I use frameworks to help me make sense of complex issues. I can see disparate ideas and integrate them through ‘yes and’ thinking. So I make points others do not readily see. In doing so, I frame experiences in compelling and engaging ways. I paint visions and provide new ways for people to see. I use metaphors and stories to do this. I find the stories in everyday experiences, and people find it easy to understand them. The new images that follow help people to take action.
In helping others, I try to empathize with them and understand their needs. I give them my attention and energy but I allow them to be in charge. In exercising influence, I try to enroll people, not force them, in new directions…”
Notice how it flows. How it’s written in first person, present tense. How it’s both confident and authentic. This portrait becomes your north star—a reference point for decisions about roles, projects, career moves.
Real Stories of Transformation
Let’s talk about Heather Moritz. In 2015, she was a student at Olympic College, completing the RBS exercise for a leadership course. Her expectations? “Grim. I expected minimal and not very telling results.”
Heather was in recovery. She’d spent years, as she put it, “down a rabbit hole with alcohol and depression.” Her self-perception was brutally negative. The person she saw in the mirror was defined by failures.
Then the feedback arrived. Story after story about her knack for helping people through difficult situations. Her ability to make deep connections. Her honesty and courage. Her tenacity.
The gap between how she saw herself and how others saw her was staggering. In her reflection, she wrote: “When I am at my best, I am serving others. I spend a large portion of my time helping others, whether it be planning a fundraising event or simply lending an ear for someone to vent. I am the kind of person that people open up to and ask advice from. It is because I am honest and fair.”
The realization hit her: “Because of the RBSE, I now know I have a lot to offer.”
This wasn’t just feel-good affirmation. It changed her trajectory. She developed concrete action plans around the strengths she’d identified. She worked on building confidence through daily reflection. She learned to accept failure as part of progress rather than evidence of unworthiness. Her comment captures the essence: “I learned that actions I take, that I perceive as small, play a huge part in someone else’s life.”
Consider Priyadarshini Sunderraj, a software developer pursuing an MBA while transitioning to product management. She gathered feedback from 52 people—colleagues, friends, family, acquaintances. The stories revealed patterns she hadn’t fully recognized: unlimited patience, dedication, sense of purpose, resilience, adaptability.
But the breakthrough came when she mapped these strengths to her career aspirations. Product management requires bridging technology and business, handling escalations with maturity, influencing without authority. Her RBS portrait revealed she possessed these exact capabilities—she just hadn’t connected the dots.
Her reflection: “In my current role, I am an individual contributor, working on specific features without much knowledge of domain. I have deep interest and passion in product management role, as it aligns with my core strengths both professionally and via best self-portrait.”
She identified specific blockers (unawareness of opportunities, limited experience, mind barriers about transitioning roles) and created an action plan: spend two hours daily on individual development, work closely with an experienced product manager, deliberately practice strengths-based work.
Her key insight? “Awareness of strengths does not translate into action; it should be practiced as a second nature.”
These aren’t exceptional cases. They’re typical. Amy Wrzesniewski, a professor of organizational behavior at Yale, calls the RBS exercise “the most powerful thing I have taught in 21 years.”
Why This Matters Especially for Data Professionals
Data work rewards technical depth. You master SQL, learn Python, understand distributed systems, grasp statistical methods, keep up with the latest frameworks. The implicit promise: accumulate enough technical skills and success follows.

++++++++++++++++++++

* What you need to do
1. In the RBS text, how many people did Priyadarshini Sunderraj gather feedback from?
2. Repeat the RBS text word for word from "Why This Matters" up to and including "and success follows.".
The records have no connection to the RBS text.

++++++++++++++++++++

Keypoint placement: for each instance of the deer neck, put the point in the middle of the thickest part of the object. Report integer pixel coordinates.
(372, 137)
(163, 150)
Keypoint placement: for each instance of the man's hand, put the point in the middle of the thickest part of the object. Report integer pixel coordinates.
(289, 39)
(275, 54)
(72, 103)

++++++++++++++++++++

* Per-task answers
1. 52 people.

2.
Why This Matters Especially for Data Professionals
Data work rewards technical depth. You master SQL, learn Python, understand distributed systems, grasp statistical methods, keep up with the latest frameworks. The implicit promise: accumulate enough technical skills and success follows.